The lines below starting at the line containing "positive clicks: (734, 624)" and ending at the line containing "negative clicks: (41, 423) (3, 321)" are to be repeated exactly, with both ends kept and nothing else added.

*** Dataset Section Begins ***

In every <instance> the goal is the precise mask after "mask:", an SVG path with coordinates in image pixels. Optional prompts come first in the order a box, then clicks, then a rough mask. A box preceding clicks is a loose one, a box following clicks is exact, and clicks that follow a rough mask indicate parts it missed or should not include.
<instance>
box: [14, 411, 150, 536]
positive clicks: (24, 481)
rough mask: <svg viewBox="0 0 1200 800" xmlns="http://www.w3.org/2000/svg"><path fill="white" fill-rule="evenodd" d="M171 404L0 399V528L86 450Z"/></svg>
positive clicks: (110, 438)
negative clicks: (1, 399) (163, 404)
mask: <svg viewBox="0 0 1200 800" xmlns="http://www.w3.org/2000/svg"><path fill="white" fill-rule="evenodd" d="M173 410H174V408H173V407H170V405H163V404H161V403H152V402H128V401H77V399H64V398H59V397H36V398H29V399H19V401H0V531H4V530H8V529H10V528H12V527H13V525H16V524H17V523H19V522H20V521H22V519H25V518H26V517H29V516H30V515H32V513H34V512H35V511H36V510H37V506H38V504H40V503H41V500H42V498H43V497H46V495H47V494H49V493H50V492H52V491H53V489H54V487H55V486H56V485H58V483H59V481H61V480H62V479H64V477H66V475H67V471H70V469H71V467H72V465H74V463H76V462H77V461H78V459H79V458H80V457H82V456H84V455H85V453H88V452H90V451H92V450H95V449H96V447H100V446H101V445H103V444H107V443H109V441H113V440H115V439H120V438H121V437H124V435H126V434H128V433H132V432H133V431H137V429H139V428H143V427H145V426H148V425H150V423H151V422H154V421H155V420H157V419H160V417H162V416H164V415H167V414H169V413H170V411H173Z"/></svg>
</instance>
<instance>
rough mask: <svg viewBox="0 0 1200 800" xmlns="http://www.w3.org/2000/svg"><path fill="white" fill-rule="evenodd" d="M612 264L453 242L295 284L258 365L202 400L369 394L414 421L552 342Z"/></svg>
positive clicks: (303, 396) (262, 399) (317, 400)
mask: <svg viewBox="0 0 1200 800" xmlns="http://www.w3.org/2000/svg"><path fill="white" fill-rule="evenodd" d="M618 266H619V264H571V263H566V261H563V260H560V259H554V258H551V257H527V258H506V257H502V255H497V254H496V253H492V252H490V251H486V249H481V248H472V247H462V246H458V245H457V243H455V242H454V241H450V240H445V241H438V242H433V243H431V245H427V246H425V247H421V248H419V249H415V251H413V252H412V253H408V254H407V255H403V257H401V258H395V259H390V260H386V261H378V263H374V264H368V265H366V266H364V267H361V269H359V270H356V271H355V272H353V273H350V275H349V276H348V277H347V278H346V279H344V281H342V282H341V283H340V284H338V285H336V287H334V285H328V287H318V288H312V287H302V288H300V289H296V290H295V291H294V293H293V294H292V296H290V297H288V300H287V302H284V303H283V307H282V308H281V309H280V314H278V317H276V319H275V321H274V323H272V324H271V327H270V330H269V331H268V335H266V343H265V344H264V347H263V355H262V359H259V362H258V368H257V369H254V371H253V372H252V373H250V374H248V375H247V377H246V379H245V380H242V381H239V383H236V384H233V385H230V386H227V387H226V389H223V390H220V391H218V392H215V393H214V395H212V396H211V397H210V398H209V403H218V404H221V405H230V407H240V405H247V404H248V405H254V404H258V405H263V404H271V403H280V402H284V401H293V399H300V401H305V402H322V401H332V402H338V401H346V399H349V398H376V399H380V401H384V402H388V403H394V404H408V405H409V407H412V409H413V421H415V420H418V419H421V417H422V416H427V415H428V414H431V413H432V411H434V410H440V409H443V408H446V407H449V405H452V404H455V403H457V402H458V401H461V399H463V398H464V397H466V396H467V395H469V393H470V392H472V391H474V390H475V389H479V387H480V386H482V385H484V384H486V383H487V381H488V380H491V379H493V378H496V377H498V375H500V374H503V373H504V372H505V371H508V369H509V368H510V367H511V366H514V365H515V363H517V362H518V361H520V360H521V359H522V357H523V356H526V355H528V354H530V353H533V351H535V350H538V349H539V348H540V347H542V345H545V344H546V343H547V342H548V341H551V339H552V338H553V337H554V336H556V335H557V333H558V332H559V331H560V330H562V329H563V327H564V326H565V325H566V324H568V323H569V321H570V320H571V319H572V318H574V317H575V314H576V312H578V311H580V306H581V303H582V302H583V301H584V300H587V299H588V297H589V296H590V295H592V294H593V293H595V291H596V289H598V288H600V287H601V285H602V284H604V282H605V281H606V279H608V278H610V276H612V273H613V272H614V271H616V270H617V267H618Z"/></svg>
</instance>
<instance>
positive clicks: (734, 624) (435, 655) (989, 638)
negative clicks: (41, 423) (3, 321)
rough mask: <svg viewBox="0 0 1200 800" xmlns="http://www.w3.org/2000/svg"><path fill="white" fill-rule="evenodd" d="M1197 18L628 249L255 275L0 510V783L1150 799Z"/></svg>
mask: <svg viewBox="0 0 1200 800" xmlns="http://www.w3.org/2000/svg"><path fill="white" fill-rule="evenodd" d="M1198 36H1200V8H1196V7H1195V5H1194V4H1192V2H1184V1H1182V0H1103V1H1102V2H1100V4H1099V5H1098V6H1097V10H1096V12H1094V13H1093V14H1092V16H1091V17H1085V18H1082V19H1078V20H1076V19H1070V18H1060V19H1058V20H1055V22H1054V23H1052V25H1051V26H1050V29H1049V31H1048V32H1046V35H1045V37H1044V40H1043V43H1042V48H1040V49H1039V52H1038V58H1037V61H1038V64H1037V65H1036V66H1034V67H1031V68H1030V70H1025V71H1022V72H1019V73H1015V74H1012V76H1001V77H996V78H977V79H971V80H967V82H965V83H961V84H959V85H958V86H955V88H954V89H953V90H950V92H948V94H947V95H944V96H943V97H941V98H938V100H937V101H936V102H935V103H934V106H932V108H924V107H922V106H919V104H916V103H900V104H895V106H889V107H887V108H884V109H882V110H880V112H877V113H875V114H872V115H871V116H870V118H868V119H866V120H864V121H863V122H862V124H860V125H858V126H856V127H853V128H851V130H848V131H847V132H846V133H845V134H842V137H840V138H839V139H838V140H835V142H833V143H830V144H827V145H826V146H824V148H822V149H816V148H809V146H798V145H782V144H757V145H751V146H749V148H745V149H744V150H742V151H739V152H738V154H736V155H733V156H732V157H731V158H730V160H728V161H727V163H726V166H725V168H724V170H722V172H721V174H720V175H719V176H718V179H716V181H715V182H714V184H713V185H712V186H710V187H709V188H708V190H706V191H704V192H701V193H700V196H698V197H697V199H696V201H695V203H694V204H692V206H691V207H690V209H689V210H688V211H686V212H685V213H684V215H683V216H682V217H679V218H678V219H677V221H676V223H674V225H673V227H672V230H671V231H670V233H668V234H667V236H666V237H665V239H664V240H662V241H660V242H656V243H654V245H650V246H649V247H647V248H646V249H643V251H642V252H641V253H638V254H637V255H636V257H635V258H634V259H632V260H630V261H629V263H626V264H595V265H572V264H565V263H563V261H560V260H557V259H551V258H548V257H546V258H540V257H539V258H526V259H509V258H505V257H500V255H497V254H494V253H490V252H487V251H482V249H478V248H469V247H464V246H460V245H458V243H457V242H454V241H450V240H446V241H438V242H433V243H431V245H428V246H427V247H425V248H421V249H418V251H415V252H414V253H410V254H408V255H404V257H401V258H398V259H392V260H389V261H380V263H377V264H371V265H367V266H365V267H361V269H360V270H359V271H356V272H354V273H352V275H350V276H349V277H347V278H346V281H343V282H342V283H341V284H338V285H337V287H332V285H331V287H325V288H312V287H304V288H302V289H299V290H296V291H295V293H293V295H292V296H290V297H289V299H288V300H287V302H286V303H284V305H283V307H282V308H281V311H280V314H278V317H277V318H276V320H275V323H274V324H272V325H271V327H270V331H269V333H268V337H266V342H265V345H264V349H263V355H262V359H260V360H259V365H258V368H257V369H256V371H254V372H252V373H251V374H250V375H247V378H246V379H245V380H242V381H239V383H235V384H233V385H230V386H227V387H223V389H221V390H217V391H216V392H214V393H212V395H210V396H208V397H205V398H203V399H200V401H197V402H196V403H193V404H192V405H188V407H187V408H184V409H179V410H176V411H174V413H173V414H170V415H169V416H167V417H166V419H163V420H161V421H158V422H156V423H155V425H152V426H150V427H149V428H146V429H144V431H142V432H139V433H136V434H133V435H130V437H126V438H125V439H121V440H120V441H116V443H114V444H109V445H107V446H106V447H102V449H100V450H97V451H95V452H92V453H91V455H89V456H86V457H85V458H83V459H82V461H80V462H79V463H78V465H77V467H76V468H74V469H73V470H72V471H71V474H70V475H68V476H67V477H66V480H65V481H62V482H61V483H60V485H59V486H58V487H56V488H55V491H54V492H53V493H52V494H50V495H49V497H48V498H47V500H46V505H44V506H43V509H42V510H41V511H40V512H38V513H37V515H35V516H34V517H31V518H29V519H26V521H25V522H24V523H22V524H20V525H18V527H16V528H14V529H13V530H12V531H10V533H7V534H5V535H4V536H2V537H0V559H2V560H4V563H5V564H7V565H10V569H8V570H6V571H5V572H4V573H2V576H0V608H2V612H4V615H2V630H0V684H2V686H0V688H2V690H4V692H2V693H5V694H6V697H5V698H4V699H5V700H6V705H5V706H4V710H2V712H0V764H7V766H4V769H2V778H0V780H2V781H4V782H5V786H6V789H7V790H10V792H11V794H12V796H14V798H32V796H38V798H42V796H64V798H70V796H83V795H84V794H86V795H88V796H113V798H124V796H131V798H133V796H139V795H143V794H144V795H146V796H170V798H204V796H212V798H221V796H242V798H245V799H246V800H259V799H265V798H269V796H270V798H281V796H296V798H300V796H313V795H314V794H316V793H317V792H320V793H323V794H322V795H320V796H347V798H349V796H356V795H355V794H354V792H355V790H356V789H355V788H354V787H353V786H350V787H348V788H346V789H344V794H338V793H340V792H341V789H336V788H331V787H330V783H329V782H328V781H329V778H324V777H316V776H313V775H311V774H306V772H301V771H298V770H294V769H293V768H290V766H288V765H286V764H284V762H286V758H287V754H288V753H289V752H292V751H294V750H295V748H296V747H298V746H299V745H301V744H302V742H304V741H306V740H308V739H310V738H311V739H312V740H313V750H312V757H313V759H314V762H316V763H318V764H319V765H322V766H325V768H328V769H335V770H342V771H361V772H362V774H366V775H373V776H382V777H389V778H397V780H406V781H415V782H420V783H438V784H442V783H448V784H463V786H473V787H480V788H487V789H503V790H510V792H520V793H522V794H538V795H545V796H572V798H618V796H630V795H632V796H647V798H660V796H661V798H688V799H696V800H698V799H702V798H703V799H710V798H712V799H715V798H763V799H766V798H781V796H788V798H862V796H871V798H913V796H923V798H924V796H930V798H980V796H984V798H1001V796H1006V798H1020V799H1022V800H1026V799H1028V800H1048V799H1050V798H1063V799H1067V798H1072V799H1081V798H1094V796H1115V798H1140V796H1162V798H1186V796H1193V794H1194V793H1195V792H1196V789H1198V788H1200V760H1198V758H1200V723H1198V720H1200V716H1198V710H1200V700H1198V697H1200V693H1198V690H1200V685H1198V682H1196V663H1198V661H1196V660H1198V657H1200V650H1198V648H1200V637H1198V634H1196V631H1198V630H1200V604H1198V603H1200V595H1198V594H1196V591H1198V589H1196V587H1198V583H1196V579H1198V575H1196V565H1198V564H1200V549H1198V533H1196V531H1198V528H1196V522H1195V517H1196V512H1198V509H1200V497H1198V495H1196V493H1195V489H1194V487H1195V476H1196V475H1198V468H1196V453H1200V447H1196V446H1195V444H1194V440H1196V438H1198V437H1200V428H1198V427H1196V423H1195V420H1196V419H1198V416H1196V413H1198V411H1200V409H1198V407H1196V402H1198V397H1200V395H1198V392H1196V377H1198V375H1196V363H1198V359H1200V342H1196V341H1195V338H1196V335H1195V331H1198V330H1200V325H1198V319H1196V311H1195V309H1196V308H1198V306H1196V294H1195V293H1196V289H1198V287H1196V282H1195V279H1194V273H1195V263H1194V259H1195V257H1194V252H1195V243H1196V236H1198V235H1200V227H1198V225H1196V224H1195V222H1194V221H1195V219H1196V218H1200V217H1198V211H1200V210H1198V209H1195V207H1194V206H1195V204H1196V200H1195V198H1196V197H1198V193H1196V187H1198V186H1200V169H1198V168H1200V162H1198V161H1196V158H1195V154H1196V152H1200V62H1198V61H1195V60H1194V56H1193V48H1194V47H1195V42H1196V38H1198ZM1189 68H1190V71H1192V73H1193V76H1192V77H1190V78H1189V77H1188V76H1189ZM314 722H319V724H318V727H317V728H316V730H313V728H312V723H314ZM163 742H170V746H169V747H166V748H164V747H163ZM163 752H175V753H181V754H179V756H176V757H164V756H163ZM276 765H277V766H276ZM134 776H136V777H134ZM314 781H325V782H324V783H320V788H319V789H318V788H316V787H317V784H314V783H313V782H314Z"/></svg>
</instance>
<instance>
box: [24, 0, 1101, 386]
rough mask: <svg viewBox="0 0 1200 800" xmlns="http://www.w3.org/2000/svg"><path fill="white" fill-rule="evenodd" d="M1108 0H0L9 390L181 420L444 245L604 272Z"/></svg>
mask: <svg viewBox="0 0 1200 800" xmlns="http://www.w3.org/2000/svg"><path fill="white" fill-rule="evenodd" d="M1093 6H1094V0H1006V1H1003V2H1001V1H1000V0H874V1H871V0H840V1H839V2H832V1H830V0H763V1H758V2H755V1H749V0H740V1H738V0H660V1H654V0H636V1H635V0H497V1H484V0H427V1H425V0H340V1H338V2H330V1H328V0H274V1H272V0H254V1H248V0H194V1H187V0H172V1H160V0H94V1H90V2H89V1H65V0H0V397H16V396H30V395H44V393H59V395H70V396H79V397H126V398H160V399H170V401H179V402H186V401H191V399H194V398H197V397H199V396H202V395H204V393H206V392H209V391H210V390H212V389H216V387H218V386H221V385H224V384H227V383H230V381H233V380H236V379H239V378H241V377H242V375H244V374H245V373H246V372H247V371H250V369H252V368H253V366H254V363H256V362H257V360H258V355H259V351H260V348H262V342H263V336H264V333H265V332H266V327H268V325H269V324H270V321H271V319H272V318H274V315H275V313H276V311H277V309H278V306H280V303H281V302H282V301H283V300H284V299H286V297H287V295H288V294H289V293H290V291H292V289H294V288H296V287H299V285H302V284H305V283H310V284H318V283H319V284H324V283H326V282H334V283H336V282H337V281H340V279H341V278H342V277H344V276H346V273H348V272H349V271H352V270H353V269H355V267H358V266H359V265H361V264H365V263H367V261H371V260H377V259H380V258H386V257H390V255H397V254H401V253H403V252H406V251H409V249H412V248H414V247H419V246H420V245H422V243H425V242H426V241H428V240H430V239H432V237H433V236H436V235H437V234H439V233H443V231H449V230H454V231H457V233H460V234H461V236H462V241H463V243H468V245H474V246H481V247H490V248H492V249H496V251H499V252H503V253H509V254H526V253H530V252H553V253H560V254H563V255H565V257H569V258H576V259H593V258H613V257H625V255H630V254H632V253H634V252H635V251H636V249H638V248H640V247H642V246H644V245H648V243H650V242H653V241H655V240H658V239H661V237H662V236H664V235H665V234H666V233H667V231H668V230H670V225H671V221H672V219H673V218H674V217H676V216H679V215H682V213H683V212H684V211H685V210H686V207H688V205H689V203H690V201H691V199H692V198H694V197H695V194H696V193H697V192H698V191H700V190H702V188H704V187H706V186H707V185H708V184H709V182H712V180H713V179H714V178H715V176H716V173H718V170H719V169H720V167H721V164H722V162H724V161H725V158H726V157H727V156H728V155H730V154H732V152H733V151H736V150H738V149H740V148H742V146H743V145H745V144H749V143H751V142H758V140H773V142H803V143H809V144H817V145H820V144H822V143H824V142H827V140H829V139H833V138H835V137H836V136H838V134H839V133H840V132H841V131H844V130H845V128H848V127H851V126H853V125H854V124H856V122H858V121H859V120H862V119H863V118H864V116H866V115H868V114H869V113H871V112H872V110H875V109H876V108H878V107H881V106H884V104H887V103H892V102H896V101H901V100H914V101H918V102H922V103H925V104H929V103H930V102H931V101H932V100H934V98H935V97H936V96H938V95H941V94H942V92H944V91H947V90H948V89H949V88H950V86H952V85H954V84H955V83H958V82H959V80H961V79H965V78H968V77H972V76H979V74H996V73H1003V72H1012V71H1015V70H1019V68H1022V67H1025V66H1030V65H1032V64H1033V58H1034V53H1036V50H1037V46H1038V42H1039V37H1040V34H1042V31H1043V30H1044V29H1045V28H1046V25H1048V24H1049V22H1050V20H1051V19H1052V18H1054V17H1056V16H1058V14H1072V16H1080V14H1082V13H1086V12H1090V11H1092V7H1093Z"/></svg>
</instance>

*** Dataset Section Ends ***

# Task result
positive clicks: (734, 624) (435, 655) (989, 638)
negative clicks: (41, 423) (3, 321)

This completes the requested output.